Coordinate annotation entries
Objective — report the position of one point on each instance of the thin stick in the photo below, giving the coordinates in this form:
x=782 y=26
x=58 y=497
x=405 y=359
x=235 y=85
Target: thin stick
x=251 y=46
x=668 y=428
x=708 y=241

## Exercise description
Present the lines of the material above as a numbered list, leaving out any blank lines.

## Full output
1. Objective — report the position of one point on each instance of the thin stick in the photo below, giving the coordinates in this form:
2. x=782 y=26
3. x=58 y=497
4. x=405 y=359
5. x=235 y=85
6. Target: thin stick
7. x=251 y=46
8. x=668 y=428
9. x=708 y=241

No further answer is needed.